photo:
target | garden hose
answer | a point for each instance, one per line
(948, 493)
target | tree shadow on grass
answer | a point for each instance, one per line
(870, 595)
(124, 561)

* * * *

◆ Problem requirements:
Copy out the lines word for word, starting with the line that contains "target | tree shadow on grass" and running through the last of the lines.

◆ Correct result:
target | tree shadow on grass
answer | a point for each instance, one per line
(870, 595)
(124, 561)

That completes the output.